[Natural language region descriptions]

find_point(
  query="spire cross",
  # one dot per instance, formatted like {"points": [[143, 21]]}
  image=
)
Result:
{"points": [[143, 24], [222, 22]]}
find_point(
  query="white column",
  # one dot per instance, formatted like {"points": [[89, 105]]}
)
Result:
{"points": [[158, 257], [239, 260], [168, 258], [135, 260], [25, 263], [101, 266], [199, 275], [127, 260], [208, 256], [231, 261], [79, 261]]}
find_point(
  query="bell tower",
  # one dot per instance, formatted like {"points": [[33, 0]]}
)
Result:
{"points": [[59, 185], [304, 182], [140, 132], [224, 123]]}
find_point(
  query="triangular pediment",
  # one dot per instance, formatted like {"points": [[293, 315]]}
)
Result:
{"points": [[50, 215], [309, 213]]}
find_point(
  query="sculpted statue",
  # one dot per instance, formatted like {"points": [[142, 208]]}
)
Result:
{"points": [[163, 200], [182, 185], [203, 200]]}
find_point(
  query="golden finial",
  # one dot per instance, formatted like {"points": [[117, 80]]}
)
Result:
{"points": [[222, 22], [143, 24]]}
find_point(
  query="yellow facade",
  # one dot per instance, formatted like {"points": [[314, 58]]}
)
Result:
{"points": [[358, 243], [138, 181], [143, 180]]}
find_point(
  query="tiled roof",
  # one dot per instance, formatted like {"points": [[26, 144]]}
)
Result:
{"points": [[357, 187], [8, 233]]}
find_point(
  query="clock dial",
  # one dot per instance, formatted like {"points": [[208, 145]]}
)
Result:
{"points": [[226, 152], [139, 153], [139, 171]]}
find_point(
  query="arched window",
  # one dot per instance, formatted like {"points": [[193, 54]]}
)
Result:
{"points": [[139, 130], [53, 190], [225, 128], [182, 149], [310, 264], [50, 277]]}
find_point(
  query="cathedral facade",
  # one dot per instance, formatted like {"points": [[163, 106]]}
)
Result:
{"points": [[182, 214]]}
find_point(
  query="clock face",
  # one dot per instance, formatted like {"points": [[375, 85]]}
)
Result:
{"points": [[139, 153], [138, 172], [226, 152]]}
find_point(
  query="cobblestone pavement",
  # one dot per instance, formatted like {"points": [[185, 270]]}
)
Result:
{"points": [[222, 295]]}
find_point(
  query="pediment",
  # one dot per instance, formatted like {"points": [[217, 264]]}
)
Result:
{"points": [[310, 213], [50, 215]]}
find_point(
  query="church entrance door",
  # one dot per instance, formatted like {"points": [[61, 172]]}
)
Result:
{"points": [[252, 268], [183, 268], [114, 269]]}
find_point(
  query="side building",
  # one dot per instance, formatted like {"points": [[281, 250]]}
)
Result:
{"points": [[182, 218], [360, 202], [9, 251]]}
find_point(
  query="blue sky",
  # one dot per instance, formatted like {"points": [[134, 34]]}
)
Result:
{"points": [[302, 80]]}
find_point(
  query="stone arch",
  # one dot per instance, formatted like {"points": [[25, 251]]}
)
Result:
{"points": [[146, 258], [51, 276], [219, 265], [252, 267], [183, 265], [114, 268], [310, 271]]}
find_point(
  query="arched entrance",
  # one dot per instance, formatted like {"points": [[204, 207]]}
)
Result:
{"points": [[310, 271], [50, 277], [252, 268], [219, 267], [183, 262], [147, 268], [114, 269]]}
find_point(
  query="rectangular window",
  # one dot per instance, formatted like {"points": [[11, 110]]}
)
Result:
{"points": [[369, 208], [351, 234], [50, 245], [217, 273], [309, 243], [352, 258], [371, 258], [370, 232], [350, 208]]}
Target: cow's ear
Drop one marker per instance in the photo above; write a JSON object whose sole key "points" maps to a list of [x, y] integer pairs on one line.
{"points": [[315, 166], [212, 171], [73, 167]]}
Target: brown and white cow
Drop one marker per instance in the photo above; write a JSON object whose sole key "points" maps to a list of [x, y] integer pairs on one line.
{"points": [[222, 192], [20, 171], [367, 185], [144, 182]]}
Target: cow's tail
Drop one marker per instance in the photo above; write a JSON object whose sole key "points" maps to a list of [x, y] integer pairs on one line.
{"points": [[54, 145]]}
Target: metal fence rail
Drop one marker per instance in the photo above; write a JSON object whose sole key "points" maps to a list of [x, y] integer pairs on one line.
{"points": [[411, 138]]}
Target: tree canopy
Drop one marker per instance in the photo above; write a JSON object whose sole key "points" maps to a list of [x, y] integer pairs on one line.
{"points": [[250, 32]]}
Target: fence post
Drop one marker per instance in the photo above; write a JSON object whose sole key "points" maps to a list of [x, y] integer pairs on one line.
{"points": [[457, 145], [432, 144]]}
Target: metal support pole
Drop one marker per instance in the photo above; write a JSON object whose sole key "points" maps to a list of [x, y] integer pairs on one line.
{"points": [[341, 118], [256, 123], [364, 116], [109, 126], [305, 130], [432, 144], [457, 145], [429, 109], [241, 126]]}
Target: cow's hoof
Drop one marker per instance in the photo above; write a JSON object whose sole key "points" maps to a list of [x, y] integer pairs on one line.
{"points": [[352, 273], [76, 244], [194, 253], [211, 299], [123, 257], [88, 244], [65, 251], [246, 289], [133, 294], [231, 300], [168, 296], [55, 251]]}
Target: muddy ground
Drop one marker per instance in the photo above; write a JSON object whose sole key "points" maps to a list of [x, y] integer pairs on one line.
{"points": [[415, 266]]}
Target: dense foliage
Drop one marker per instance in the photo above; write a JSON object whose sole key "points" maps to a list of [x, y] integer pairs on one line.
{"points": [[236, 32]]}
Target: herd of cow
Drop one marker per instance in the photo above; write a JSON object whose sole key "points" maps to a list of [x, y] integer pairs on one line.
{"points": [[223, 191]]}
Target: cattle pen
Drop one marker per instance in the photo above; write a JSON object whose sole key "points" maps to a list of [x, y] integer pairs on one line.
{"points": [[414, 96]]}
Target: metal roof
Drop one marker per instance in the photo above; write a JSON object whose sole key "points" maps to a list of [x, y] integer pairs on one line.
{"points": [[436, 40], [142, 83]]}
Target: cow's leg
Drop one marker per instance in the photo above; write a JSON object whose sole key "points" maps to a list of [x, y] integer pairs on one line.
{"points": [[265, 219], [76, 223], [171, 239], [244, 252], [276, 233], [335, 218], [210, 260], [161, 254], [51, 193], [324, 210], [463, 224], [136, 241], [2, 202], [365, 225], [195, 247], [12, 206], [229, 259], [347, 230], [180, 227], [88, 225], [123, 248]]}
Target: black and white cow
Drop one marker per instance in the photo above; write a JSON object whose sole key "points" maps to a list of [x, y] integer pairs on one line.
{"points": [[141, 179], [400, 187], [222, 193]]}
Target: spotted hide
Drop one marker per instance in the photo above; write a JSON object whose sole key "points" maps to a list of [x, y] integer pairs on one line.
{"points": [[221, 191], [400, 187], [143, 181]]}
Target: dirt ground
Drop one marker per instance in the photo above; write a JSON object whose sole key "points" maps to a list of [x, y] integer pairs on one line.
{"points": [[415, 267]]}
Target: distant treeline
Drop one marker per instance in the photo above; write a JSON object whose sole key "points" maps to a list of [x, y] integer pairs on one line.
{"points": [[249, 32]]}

• [WHAT IS EXPECTED]: Return all lines of the data in which the string "entrance" appears.

• [EXPECTED ANSWER]:
  query="church entrance door",
  query="arched entrance",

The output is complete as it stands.